*** Given information ***

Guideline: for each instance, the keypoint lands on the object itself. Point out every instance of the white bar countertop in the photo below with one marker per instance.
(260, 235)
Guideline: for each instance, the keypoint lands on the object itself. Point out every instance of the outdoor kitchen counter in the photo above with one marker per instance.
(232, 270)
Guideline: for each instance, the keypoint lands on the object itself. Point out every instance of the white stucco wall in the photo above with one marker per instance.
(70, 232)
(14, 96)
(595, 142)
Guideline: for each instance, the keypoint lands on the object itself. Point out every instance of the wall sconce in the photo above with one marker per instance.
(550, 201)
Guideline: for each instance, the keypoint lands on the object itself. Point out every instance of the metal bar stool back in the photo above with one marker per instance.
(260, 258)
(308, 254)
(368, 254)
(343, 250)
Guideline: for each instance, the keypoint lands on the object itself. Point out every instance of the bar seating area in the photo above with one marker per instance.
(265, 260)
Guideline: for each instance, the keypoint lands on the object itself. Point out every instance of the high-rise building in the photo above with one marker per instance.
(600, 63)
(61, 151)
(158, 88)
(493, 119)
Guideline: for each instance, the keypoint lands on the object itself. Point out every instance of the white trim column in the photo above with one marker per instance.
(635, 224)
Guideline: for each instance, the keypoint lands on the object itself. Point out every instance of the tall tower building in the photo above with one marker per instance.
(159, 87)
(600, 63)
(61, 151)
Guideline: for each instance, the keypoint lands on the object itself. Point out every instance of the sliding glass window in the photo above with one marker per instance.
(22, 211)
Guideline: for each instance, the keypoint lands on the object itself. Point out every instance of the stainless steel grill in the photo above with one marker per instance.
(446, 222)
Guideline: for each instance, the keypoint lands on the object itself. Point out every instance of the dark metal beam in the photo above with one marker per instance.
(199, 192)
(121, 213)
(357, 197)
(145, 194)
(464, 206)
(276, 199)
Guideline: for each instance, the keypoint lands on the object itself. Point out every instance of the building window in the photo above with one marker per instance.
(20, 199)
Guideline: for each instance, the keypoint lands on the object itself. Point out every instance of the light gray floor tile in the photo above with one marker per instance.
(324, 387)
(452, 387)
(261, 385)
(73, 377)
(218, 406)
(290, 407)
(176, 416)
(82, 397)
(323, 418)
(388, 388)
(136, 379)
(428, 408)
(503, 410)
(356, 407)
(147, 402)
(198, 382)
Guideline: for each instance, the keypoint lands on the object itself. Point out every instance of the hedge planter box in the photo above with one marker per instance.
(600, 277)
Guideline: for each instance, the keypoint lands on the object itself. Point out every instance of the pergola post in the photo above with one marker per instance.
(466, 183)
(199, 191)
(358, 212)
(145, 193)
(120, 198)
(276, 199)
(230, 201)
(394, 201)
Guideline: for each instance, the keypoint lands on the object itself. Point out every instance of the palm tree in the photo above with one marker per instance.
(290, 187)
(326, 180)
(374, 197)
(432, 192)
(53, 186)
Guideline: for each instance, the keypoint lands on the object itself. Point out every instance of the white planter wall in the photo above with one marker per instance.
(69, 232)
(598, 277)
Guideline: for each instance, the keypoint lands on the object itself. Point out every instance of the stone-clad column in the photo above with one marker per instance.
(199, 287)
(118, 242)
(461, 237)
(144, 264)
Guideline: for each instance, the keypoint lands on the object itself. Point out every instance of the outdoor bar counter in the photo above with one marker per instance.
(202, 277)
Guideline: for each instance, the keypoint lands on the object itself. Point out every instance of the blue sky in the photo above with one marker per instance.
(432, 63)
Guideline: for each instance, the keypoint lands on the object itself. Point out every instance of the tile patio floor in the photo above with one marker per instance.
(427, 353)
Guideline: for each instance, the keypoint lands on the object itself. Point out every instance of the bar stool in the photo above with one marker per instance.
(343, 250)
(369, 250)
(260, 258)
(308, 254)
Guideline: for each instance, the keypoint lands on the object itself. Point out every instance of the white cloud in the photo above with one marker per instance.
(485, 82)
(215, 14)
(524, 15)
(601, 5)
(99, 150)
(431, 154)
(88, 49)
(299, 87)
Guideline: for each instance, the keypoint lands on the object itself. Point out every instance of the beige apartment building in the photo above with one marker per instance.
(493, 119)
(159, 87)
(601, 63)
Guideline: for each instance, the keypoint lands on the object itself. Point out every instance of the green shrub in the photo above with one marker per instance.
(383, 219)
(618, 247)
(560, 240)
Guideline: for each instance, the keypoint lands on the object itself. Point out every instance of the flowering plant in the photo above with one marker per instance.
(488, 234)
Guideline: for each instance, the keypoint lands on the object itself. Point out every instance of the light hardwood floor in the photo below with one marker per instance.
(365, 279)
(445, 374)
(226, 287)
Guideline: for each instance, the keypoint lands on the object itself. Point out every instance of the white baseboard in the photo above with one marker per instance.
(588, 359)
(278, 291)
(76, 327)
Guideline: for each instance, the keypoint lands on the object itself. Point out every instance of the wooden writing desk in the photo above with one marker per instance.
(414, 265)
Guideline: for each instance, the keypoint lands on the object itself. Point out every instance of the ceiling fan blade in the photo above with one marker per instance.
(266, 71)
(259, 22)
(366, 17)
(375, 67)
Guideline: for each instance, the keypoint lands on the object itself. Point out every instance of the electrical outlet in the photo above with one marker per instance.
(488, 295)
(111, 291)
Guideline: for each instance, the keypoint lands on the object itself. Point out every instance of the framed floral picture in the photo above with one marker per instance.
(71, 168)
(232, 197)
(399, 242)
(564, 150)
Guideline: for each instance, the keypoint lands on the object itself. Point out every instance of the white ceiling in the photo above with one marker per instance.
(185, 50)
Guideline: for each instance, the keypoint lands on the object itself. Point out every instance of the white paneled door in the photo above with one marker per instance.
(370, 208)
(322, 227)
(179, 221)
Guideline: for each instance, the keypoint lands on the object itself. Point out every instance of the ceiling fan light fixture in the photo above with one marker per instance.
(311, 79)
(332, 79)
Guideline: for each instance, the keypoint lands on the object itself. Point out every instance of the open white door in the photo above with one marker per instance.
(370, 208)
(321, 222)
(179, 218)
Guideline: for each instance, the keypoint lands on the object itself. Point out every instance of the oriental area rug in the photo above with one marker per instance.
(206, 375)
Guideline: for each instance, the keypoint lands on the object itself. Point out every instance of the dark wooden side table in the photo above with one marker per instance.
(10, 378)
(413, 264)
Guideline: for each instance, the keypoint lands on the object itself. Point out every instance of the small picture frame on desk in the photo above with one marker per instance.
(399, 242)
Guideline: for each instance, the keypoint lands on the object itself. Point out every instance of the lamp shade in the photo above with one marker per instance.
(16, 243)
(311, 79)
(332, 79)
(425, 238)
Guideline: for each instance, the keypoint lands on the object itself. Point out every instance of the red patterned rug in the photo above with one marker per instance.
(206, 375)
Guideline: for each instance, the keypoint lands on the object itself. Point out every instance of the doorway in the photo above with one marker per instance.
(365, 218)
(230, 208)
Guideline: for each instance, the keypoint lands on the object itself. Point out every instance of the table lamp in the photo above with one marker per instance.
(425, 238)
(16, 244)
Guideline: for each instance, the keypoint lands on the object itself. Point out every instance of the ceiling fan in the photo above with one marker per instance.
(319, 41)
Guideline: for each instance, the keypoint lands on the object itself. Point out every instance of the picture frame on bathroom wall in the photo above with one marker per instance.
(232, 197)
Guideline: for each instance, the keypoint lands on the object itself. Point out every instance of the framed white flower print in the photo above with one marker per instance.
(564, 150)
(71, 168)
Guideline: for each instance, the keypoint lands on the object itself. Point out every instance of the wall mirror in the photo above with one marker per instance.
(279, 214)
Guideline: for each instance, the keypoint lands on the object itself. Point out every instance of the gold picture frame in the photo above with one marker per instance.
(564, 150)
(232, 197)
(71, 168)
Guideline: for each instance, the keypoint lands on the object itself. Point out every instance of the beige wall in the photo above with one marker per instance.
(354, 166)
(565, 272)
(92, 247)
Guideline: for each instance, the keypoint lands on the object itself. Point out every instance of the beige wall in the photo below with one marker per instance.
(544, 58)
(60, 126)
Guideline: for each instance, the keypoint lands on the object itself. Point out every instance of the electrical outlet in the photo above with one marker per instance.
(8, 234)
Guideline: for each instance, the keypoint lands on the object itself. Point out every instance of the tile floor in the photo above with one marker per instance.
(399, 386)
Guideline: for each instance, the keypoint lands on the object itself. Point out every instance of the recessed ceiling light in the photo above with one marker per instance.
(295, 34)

***

Where the line containing "of the gold" appears in the records above, begin copying and continue through the last line; copy each line exactly and include no others.

** Completed exercise **
Guideline: for each instance, the keypoint lands on the object itself. Point out every instance of the gold picture frame in the photo above with one marker per instance.
(564, 150)
(232, 197)
(71, 168)
Guideline: for each instance, the keypoint lands on the object itself. Point out every instance of the beige wall in the photo above with one marker per instance.
(354, 166)
(565, 272)
(92, 247)
Guideline: for each instance, the keypoint lands on the object itself. Point out every instance of the beige wall in the photo below with one marker per instance.
(544, 58)
(60, 126)
Guideline: for each instance, the keypoint lands on the object itself. Point out every instance of the electrical outlet in the photo above with one marker per instance.
(8, 234)
Guideline: for each instance, the keypoint lands on the object itself. Point out every instance of the tile floor in the photo above with one marker per instance.
(399, 386)
Guideline: for each instance, the keypoint lands on the object itself. Point out every instance of the recessed ceiling light in the photo above with one marker per instance.
(295, 34)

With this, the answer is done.